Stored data
____________________

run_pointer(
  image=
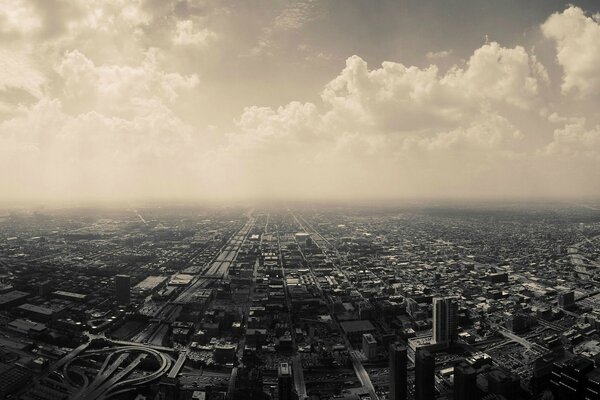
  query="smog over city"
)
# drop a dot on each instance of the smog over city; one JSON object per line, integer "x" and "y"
{"x": 299, "y": 199}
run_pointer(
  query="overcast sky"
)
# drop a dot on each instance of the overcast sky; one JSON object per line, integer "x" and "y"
{"x": 340, "y": 99}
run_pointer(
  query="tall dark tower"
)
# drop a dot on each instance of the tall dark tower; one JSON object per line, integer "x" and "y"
{"x": 424, "y": 375}
{"x": 285, "y": 381}
{"x": 397, "y": 372}
{"x": 465, "y": 382}
{"x": 123, "y": 288}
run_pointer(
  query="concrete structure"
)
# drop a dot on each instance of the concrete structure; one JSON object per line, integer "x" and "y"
{"x": 123, "y": 288}
{"x": 285, "y": 382}
{"x": 445, "y": 320}
{"x": 465, "y": 382}
{"x": 424, "y": 375}
{"x": 398, "y": 364}
{"x": 369, "y": 346}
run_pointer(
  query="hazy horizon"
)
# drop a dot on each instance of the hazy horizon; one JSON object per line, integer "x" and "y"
{"x": 108, "y": 102}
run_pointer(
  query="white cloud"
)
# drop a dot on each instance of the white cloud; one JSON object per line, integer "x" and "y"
{"x": 438, "y": 55}
{"x": 186, "y": 33}
{"x": 118, "y": 88}
{"x": 18, "y": 16}
{"x": 577, "y": 40}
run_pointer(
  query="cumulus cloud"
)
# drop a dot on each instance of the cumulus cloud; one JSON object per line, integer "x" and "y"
{"x": 18, "y": 17}
{"x": 186, "y": 33}
{"x": 118, "y": 88}
{"x": 577, "y": 39}
{"x": 107, "y": 106}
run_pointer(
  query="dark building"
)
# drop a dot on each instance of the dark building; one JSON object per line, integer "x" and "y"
{"x": 123, "y": 288}
{"x": 424, "y": 375}
{"x": 566, "y": 299}
{"x": 569, "y": 378}
{"x": 445, "y": 319}
{"x": 465, "y": 382}
{"x": 285, "y": 382}
{"x": 397, "y": 372}
{"x": 503, "y": 383}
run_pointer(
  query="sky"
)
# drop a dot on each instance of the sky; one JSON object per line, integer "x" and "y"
{"x": 332, "y": 99}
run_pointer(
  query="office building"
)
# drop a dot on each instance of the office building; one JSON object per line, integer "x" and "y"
{"x": 566, "y": 300}
{"x": 465, "y": 382}
{"x": 445, "y": 320}
{"x": 369, "y": 346}
{"x": 397, "y": 377}
{"x": 123, "y": 288}
{"x": 285, "y": 382}
{"x": 424, "y": 375}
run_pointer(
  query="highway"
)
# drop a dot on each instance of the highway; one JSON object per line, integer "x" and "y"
{"x": 220, "y": 266}
{"x": 359, "y": 369}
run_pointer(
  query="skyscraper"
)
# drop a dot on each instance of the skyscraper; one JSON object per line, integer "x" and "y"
{"x": 465, "y": 382}
{"x": 445, "y": 319}
{"x": 123, "y": 288}
{"x": 284, "y": 382}
{"x": 424, "y": 375}
{"x": 397, "y": 372}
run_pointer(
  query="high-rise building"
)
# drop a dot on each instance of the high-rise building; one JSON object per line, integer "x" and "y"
{"x": 503, "y": 383}
{"x": 284, "y": 382}
{"x": 465, "y": 382}
{"x": 398, "y": 361}
{"x": 566, "y": 299}
{"x": 123, "y": 288}
{"x": 424, "y": 375}
{"x": 569, "y": 379}
{"x": 369, "y": 346}
{"x": 445, "y": 319}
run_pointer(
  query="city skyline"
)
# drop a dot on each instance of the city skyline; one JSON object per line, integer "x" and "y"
{"x": 302, "y": 100}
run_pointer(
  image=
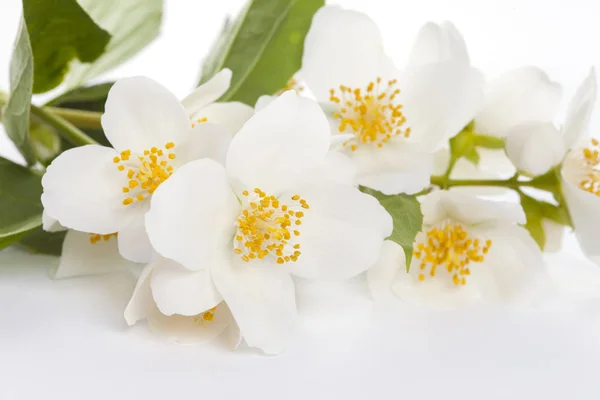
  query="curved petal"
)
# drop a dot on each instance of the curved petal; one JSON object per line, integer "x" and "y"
{"x": 191, "y": 329}
{"x": 134, "y": 244}
{"x": 83, "y": 256}
{"x": 394, "y": 168}
{"x": 82, "y": 190}
{"x": 514, "y": 265}
{"x": 192, "y": 215}
{"x": 341, "y": 233}
{"x": 382, "y": 275}
{"x": 534, "y": 147}
{"x": 522, "y": 95}
{"x": 262, "y": 301}
{"x": 467, "y": 209}
{"x": 279, "y": 144}
{"x": 580, "y": 111}
{"x": 141, "y": 303}
{"x": 208, "y": 92}
{"x": 342, "y": 47}
{"x": 140, "y": 114}
{"x": 438, "y": 43}
{"x": 177, "y": 290}
{"x": 206, "y": 141}
{"x": 439, "y": 100}
{"x": 232, "y": 115}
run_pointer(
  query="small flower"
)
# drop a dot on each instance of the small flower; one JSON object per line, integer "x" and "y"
{"x": 201, "y": 105}
{"x": 282, "y": 206}
{"x": 468, "y": 248}
{"x": 390, "y": 123}
{"x": 86, "y": 253}
{"x": 536, "y": 147}
{"x": 107, "y": 190}
{"x": 151, "y": 300}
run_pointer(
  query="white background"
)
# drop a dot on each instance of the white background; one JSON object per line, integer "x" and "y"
{"x": 68, "y": 340}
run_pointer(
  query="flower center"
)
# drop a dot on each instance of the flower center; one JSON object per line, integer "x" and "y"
{"x": 372, "y": 115}
{"x": 205, "y": 317}
{"x": 452, "y": 249}
{"x": 591, "y": 158}
{"x": 147, "y": 173}
{"x": 268, "y": 227}
{"x": 95, "y": 238}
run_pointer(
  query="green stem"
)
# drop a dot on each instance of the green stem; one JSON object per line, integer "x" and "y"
{"x": 79, "y": 118}
{"x": 69, "y": 131}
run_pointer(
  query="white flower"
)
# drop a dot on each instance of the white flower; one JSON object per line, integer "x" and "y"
{"x": 201, "y": 105}
{"x": 536, "y": 147}
{"x": 392, "y": 122}
{"x": 151, "y": 300}
{"x": 282, "y": 206}
{"x": 84, "y": 253}
{"x": 469, "y": 248}
{"x": 107, "y": 190}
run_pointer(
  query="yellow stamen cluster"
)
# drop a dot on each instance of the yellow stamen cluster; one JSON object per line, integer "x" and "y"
{"x": 95, "y": 238}
{"x": 267, "y": 226}
{"x": 292, "y": 84}
{"x": 206, "y": 316}
{"x": 199, "y": 121}
{"x": 450, "y": 248}
{"x": 591, "y": 156}
{"x": 147, "y": 173}
{"x": 372, "y": 115}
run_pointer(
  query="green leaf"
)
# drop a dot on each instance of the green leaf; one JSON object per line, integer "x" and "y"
{"x": 42, "y": 242}
{"x": 263, "y": 47}
{"x": 406, "y": 214}
{"x": 60, "y": 31}
{"x": 16, "y": 113}
{"x": 133, "y": 24}
{"x": 20, "y": 205}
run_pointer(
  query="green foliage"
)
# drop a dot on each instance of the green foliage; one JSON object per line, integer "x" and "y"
{"x": 60, "y": 31}
{"x": 16, "y": 113}
{"x": 263, "y": 47}
{"x": 20, "y": 206}
{"x": 406, "y": 213}
{"x": 132, "y": 25}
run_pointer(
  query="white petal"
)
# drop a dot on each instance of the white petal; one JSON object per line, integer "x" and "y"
{"x": 534, "y": 147}
{"x": 439, "y": 100}
{"x": 467, "y": 209}
{"x": 82, "y": 190}
{"x": 192, "y": 215}
{"x": 206, "y": 141}
{"x": 82, "y": 257}
{"x": 394, "y": 168}
{"x": 438, "y": 43}
{"x": 262, "y": 301}
{"x": 134, "y": 244}
{"x": 177, "y": 290}
{"x": 50, "y": 224}
{"x": 191, "y": 329}
{"x": 141, "y": 303}
{"x": 580, "y": 110}
{"x": 263, "y": 101}
{"x": 232, "y": 115}
{"x": 382, "y": 275}
{"x": 140, "y": 113}
{"x": 515, "y": 263}
{"x": 522, "y": 95}
{"x": 279, "y": 144}
{"x": 208, "y": 92}
{"x": 342, "y": 47}
{"x": 341, "y": 233}
{"x": 583, "y": 206}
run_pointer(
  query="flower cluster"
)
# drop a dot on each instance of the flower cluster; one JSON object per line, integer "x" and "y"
{"x": 224, "y": 204}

____________________

**Exercise prompt**
From the line containing "# drop a dot on each instance of the green leaf;" to the last line above, repeat every line exactly and nothing else.

**Reply to the exercise**
# drop a dot on each instance of the green leaf; one JSON object per line, integer "x" and "y"
{"x": 42, "y": 242}
{"x": 263, "y": 47}
{"x": 406, "y": 214}
{"x": 60, "y": 31}
{"x": 16, "y": 113}
{"x": 133, "y": 24}
{"x": 20, "y": 205}
run_pointer(
  query="green foliage"
)
# drop a dot on each instance of the green foliage; one JSON object per line, integer "x" and "y"
{"x": 60, "y": 31}
{"x": 16, "y": 113}
{"x": 263, "y": 47}
{"x": 20, "y": 206}
{"x": 406, "y": 213}
{"x": 132, "y": 25}
run_pointer(
  query="white petal"
)
# drop a dot on each instance of the white petal; one JSON object per line, integer "x" and "y"
{"x": 534, "y": 147}
{"x": 439, "y": 100}
{"x": 467, "y": 209}
{"x": 82, "y": 190}
{"x": 192, "y": 215}
{"x": 206, "y": 141}
{"x": 82, "y": 257}
{"x": 394, "y": 168}
{"x": 438, "y": 43}
{"x": 262, "y": 301}
{"x": 134, "y": 244}
{"x": 177, "y": 290}
{"x": 50, "y": 224}
{"x": 191, "y": 329}
{"x": 141, "y": 303}
{"x": 580, "y": 110}
{"x": 263, "y": 101}
{"x": 232, "y": 115}
{"x": 382, "y": 275}
{"x": 140, "y": 113}
{"x": 515, "y": 263}
{"x": 522, "y": 95}
{"x": 279, "y": 144}
{"x": 208, "y": 92}
{"x": 342, "y": 47}
{"x": 341, "y": 233}
{"x": 583, "y": 206}
run_pointer(
  query="flower cluster"
)
# drop a dot on each instance of the flower cluster; one JSON object per line, integer "x" and "y"
{"x": 224, "y": 204}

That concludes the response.